### Exercise instructions:
Collect every line of the listing below that contains the string "guardrail", counting only matches with the same case.

### Record extracts:
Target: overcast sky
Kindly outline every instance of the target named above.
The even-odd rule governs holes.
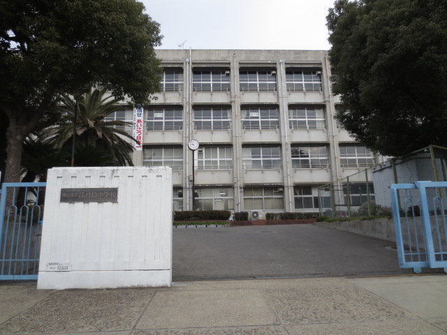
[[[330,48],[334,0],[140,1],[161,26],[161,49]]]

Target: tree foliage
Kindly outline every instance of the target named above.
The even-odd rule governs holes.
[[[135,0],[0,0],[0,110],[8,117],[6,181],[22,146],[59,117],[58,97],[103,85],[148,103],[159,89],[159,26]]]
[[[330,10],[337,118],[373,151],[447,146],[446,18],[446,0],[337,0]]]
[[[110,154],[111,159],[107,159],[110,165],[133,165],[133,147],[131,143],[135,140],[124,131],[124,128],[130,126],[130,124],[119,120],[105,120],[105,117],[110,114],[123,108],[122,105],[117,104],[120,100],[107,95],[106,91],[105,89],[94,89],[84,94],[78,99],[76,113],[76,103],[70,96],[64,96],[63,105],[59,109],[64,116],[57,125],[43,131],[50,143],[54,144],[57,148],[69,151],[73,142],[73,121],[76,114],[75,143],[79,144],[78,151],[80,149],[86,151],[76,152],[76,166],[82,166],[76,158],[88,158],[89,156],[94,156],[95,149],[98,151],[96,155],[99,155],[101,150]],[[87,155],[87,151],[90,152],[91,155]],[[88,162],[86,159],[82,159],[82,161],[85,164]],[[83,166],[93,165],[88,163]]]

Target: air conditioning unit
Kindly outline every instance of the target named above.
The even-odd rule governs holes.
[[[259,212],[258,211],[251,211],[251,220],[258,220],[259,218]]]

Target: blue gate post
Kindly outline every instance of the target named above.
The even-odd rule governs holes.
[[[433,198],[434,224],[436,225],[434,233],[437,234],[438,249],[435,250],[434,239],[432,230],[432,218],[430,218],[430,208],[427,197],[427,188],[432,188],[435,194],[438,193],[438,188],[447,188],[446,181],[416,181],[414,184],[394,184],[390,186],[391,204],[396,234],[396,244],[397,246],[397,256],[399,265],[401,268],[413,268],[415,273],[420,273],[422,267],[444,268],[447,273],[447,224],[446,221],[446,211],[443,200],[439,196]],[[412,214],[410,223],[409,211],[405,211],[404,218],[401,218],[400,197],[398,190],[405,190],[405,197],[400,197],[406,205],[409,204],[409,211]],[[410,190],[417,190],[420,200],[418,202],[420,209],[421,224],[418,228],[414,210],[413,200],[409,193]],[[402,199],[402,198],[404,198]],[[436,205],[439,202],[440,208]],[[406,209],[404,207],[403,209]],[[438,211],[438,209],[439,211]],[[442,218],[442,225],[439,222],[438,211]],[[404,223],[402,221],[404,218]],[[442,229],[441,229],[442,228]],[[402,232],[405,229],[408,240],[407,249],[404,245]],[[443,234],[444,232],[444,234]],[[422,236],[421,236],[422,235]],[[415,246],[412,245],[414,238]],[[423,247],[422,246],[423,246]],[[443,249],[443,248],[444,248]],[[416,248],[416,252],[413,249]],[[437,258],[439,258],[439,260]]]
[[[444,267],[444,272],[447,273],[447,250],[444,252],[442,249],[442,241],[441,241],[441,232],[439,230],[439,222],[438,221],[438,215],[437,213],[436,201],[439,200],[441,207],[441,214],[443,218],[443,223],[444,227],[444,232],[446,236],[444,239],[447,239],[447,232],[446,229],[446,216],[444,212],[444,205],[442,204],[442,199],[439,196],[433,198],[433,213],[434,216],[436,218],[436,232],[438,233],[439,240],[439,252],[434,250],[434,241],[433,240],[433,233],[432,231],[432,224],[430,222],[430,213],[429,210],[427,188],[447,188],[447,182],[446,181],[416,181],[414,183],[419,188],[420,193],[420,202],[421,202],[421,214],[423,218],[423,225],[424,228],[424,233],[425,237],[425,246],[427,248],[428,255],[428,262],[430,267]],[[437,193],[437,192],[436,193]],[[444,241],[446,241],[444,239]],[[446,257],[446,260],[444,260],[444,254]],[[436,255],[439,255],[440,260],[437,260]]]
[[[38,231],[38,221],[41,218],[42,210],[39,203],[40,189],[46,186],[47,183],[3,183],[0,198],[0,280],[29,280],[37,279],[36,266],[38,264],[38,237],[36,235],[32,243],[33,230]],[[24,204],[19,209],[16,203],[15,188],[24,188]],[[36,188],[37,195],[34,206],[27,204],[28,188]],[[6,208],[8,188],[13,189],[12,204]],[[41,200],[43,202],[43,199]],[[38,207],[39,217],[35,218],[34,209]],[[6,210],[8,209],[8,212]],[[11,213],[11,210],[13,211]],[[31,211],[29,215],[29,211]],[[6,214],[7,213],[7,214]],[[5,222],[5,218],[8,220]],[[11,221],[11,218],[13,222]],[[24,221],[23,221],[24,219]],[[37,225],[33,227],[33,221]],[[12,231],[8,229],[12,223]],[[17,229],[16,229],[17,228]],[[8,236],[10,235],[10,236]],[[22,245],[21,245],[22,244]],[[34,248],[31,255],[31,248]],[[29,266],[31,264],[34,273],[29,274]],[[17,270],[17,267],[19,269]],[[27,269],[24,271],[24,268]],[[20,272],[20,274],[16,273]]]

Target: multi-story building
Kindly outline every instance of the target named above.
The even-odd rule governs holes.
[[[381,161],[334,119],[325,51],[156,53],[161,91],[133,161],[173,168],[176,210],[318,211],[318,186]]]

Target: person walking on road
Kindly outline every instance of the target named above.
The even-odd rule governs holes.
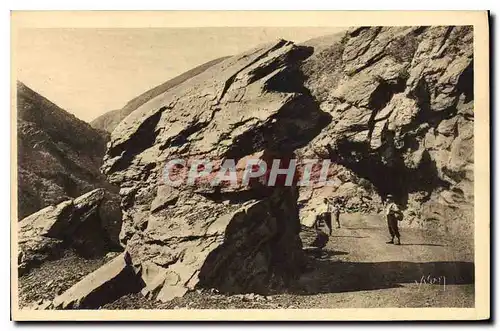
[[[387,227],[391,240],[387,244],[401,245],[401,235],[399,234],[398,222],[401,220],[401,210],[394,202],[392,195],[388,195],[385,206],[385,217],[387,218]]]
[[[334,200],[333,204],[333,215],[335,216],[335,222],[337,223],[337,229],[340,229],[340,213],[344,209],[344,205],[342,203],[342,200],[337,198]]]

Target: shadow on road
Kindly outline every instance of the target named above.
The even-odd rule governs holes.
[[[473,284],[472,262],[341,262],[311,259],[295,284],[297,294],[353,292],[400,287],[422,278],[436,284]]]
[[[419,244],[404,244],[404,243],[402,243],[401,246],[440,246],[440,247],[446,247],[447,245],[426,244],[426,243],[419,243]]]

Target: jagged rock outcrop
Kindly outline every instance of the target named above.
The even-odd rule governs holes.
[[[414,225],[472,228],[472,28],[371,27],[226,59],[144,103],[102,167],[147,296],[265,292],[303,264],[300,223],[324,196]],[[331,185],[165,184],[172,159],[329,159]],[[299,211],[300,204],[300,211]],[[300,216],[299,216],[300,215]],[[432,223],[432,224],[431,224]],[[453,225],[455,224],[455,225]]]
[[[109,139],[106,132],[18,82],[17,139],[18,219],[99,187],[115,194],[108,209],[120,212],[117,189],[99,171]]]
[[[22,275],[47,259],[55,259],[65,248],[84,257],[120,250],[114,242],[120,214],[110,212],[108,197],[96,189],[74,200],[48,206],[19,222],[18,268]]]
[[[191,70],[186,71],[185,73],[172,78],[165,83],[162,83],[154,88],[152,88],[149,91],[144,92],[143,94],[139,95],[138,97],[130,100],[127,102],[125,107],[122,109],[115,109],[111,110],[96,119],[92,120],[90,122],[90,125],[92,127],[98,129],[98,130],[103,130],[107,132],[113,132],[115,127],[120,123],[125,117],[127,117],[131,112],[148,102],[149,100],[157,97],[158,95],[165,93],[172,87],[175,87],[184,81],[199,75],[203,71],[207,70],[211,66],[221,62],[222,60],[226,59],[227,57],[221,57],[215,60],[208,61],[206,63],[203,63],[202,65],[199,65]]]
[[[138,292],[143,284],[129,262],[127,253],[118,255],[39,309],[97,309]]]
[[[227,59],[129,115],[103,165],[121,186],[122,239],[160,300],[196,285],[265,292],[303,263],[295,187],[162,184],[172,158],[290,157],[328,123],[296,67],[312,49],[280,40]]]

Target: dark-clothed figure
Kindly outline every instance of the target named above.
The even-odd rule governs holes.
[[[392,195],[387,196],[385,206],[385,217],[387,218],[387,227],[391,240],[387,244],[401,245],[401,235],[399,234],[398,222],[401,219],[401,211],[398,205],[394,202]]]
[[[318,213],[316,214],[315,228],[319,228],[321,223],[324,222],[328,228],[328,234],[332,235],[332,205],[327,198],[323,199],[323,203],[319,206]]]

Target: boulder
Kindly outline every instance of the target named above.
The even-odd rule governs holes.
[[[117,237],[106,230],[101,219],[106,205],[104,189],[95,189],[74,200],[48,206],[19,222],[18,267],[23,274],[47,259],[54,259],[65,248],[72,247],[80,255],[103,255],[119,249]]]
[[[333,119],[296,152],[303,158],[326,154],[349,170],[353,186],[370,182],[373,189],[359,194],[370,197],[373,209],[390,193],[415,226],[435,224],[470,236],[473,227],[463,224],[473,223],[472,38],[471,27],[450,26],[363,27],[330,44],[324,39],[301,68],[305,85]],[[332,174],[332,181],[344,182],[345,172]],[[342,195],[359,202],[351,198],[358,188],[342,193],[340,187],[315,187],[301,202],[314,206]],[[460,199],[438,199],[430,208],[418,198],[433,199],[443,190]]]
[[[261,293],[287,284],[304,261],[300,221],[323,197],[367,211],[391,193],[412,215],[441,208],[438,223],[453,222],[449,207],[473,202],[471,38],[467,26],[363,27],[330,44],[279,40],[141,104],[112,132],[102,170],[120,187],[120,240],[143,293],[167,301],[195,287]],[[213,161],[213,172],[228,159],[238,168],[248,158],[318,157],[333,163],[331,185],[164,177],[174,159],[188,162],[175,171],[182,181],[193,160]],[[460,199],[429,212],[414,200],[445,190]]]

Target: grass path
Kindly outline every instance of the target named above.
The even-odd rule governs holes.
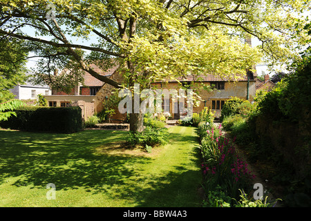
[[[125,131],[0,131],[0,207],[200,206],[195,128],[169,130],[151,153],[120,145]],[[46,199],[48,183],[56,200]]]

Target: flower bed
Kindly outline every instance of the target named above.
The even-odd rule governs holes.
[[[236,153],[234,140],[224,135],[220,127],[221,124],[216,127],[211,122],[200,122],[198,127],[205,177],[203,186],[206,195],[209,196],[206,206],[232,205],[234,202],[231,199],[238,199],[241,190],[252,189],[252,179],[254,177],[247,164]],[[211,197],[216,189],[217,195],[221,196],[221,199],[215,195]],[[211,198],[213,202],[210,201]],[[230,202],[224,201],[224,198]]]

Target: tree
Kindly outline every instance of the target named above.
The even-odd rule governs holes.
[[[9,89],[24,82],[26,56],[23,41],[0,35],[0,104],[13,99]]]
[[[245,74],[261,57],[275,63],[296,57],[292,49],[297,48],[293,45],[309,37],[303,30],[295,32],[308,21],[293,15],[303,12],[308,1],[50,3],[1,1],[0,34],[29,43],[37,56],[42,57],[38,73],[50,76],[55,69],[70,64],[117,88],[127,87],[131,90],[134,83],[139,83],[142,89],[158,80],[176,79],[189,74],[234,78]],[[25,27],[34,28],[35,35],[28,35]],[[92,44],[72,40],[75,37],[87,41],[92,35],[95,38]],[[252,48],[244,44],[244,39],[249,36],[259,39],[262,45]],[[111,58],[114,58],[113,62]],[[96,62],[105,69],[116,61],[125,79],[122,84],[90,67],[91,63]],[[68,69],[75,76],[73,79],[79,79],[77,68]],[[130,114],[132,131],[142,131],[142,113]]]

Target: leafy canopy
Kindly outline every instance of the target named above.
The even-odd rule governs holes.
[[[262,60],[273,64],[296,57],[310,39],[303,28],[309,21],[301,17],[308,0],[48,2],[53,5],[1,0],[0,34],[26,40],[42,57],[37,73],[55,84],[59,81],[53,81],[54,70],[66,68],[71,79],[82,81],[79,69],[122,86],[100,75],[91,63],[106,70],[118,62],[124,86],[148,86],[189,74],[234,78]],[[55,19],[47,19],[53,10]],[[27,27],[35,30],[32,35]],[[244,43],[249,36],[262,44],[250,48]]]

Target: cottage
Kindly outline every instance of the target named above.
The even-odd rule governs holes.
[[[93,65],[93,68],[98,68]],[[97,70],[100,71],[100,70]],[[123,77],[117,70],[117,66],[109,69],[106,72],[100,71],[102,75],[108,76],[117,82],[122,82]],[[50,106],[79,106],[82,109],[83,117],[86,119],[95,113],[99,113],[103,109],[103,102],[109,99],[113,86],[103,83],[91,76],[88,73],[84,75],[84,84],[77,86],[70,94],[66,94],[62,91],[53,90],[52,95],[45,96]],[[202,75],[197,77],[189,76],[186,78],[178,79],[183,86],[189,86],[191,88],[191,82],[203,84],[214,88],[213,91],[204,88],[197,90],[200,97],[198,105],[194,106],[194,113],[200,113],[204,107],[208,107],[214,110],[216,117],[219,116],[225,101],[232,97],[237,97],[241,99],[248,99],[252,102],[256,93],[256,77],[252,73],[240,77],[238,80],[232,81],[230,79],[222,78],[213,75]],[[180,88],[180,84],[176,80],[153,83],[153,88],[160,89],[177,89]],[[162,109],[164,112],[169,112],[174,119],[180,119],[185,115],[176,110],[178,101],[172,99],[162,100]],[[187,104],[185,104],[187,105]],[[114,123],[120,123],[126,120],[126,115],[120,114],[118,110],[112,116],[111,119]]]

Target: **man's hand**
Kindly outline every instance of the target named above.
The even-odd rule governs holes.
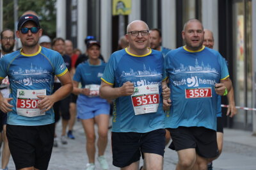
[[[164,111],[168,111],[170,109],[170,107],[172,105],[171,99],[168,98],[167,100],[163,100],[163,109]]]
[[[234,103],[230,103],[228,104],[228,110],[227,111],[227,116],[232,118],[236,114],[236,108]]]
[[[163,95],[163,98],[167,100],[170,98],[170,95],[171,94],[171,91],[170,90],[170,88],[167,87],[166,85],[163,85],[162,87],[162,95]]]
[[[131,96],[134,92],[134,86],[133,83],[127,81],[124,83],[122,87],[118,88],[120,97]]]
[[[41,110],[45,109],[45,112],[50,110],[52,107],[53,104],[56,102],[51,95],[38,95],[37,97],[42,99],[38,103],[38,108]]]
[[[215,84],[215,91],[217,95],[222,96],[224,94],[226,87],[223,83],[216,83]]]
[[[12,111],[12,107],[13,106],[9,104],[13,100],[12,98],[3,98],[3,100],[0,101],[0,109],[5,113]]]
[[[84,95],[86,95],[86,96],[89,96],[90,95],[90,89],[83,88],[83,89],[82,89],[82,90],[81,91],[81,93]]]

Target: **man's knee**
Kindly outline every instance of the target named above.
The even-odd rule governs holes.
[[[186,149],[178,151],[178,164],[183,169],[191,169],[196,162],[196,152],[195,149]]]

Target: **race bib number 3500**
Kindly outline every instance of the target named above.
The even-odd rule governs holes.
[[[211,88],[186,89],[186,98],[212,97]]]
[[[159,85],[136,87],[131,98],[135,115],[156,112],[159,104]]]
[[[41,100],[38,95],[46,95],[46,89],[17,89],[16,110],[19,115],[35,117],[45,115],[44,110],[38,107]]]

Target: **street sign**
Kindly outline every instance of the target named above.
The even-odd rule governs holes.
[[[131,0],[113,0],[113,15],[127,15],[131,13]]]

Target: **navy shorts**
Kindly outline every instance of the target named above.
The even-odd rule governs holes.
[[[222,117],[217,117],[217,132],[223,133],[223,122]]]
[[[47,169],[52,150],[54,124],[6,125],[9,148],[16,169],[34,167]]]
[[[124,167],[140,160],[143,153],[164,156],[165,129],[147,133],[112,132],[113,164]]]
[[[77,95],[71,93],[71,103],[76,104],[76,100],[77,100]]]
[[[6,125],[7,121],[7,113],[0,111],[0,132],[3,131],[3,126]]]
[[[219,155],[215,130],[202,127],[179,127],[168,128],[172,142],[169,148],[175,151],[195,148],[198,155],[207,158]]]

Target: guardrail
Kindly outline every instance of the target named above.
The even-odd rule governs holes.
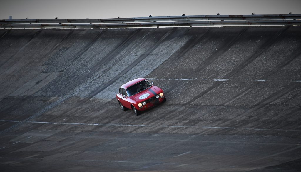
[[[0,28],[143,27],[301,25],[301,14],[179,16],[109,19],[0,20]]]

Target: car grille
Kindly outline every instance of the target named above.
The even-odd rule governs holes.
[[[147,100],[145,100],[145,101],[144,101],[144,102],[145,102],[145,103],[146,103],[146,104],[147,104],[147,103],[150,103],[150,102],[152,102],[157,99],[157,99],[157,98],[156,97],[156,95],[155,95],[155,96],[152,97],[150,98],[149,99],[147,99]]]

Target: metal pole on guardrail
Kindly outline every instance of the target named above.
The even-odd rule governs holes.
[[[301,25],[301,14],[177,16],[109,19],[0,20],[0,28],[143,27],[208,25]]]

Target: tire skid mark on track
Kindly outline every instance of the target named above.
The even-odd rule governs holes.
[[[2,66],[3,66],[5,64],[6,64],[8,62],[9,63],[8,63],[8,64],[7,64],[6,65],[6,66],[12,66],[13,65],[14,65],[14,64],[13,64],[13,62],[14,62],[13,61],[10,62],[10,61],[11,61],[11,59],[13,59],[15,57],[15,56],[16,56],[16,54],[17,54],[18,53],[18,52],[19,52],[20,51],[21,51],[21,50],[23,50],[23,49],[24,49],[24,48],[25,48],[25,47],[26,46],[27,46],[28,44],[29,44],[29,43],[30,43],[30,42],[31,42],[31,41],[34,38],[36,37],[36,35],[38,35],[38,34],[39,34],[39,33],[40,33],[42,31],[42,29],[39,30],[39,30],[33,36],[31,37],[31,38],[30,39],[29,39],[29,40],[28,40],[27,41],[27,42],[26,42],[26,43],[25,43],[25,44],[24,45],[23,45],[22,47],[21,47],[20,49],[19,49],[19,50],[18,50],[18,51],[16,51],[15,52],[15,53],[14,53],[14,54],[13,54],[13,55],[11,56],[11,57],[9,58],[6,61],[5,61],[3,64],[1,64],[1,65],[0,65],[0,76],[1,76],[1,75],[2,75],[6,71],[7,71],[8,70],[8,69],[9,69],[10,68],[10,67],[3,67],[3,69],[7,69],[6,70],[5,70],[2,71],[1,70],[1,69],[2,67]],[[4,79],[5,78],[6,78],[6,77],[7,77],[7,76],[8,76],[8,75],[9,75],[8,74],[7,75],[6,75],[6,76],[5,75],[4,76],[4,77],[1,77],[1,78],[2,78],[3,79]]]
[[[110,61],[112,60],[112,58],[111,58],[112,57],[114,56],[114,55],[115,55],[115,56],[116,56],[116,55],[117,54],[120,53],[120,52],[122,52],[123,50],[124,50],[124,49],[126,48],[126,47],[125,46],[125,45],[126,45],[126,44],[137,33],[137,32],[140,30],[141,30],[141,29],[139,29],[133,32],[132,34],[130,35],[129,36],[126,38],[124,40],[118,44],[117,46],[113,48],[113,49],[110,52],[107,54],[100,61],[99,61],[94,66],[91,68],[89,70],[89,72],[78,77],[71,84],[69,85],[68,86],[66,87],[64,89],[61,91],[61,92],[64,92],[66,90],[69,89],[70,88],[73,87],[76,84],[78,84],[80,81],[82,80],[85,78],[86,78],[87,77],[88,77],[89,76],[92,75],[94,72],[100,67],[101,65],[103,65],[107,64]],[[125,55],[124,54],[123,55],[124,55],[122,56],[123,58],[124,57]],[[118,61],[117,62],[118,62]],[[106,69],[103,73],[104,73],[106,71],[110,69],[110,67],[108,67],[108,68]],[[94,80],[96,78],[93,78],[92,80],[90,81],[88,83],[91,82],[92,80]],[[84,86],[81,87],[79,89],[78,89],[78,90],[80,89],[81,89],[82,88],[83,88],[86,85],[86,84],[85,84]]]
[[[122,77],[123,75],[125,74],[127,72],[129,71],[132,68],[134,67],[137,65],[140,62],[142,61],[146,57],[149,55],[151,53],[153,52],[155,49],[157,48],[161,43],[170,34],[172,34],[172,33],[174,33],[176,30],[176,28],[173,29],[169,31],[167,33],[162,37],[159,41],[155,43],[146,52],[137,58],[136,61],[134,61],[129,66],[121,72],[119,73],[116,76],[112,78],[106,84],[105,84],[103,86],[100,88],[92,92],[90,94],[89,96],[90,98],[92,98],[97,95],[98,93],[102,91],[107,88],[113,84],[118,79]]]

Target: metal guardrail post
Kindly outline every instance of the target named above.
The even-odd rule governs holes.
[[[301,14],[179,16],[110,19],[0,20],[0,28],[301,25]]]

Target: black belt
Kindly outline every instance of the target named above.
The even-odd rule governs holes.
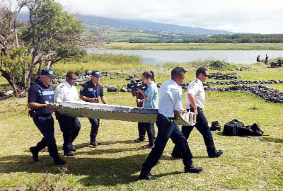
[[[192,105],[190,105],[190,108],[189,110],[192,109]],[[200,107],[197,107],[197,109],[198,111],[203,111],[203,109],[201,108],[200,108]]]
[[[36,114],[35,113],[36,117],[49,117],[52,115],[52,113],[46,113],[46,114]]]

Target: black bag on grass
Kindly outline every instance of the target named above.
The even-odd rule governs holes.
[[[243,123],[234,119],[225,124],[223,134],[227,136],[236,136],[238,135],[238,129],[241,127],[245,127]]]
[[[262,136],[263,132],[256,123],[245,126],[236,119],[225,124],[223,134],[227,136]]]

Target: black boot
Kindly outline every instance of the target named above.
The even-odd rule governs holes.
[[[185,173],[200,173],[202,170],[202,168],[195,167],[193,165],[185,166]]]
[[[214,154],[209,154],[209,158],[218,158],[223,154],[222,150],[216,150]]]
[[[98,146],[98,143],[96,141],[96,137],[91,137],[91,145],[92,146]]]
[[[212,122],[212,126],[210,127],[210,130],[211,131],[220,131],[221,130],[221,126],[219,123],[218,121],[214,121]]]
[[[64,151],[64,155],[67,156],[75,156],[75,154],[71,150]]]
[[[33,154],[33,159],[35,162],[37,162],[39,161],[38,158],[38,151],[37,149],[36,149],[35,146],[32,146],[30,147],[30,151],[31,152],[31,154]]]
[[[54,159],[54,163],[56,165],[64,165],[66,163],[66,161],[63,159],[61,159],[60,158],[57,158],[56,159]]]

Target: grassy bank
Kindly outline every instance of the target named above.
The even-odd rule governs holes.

### Worked answer:
Target: guardrail
Target: metal pole on guardrail
Target: metal guardrail post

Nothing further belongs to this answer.